• Brano selezionato:
====

Gli altri membri del board dell’istituto vaticano sono Mary Ann Glendon, a lungo con incarichi in Vaticano, anche come ambasciatore degli Usa presso la Santa Sede, sostenitrice di alto rango, in passato, dei candidati repubblicani alla Casa Bianca, fiera avversaria del partito democratico Usa. C’è poi Mauricio Larrain, del Banco Santander del Cile, area Opus Dei (vicina, quest’ultima, anche al cardinal Pell). Presidente dello Ior – lo abbiamo già incontrato – è Jean Baptiste de Franssu, che è anche “presidente della Incipit, società di advisory e consulenza in acquisizioni”.

Sulla plancia di comando dell’istituto è rimasto invece un finanziere d’assalto anglo-australiano, Michael Hintze, miliardario, hedge fund tycoon, secondo la definizione del Financial Times, che ha sponsorizzato lautamente la campagna per la Brexit insieme ad altri suoi colleghi

Dimissioni eccellenti
Di certo, tuttavia, le dimissioni eccellenti non sono passate inosservate, poiché le nomine di Salvatori e Boersig risalgono solo all’estate del 2014, e nell’occasione – quando il nuovo board dello Ior prese forma – una nota ufficiale del Vaticano chiosava che “come sancito dallo Statuto dell’Istituto, modificato nel 1990, il consiglio di sovrintendenza dello Ior definisce la strategia e assicura la supervisione delle operazioni. I suoi membri ricoprono la loro carica in conformità al nuovo contesto giuridico e per cinque anni”. Già, ma è andata diversamente. Fra l’altro in precedenza il consiglio era composto da cinque membri, con l’arrivo di Salvatori nel settembre 2014, passò a sei (e da 5 a 6 passarono pure i cardinali della commissione di vigilanza dello Ior). La modifica doveva poi essere certificata dal nuovo statuto, che però è ancora in gestazione.

====

• Dati forniti:
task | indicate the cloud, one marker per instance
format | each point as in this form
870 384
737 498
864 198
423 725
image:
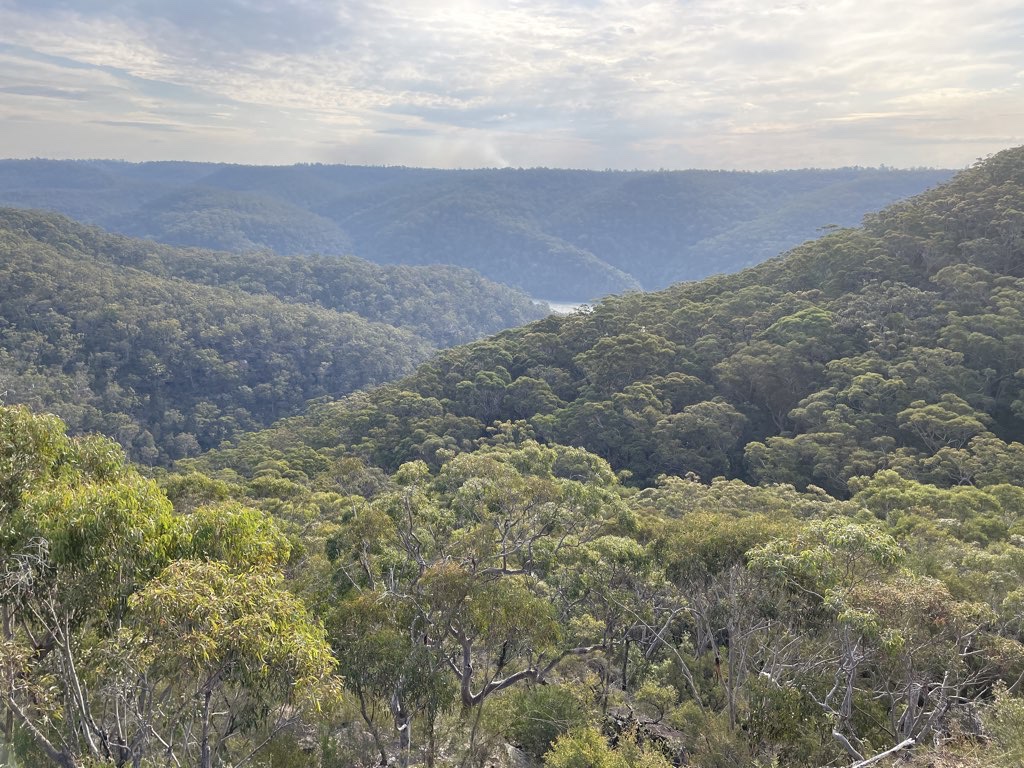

====

• Descrizione del problema: Scrivi il seguito del brano sul board dello Ior, riprendendo dopo l'ultima frase riportata.

• Risposta:
Quando a maggio Salvatori e Boersig si sono dimessi, è stata accreditata una versione in ragione della quale i due avrebbero preferito uno Ior che – una volta chiuso il capitolo adeguamento alle norme sulla trasparenza e alla pulizia interna – si fosse mostrato attivo sui mercati, avesse insomma utilizzato le risorse finanziarie per far crescere il patrimonio della Santa Sede producendo utili. Al contrario, nei sacri palazzi, avrebbe prevalso una impostazione più conservativa, di mantenimento del patrimonio e di gestione oculata ma non speculativa dei beni di una clientela essenzialmente religiosa (secondo una prospettiva vicina a ciò che desidera il papa). Su questa differenza, si sarebbe creata una frattura.Da qui le dimissioni, in sintonia con il papa è il direttore generale dello Ior, Gian Franco Mammì.

In tal senso va ricordato che solo un anno prima, lo stesso presidente de Franssu con l’appoggio del cardinal Pell, aveva provato a creare un fondo d’investimento in Lussemburgo dove collocare una parte delle risorse dello Ior per generare profitti, ma l’ipotesi era stata respinta: la Chiesa non si deve arricchire, era il mantra. Quando poi i due consiglieri hanno dato le dimissioni nel maggio scorso, una nota della Sala stampa della Santa Sede commentava: “Tale passo va compreso nel quadro delle legittime riflessioni e opinioni circa la gestione di un Istituto di natura e finalità così particolari come lo Ior”. Dunque – si lascia intendere – i due la pensavano diversamente, anche se non è stato chiarito fino in fondo quale fosse il nodo del contendere e che tipo di discussione sia avvenuta fra i membri del consiglio. Molte ombre avvolgono ancora quanto è avvenuto.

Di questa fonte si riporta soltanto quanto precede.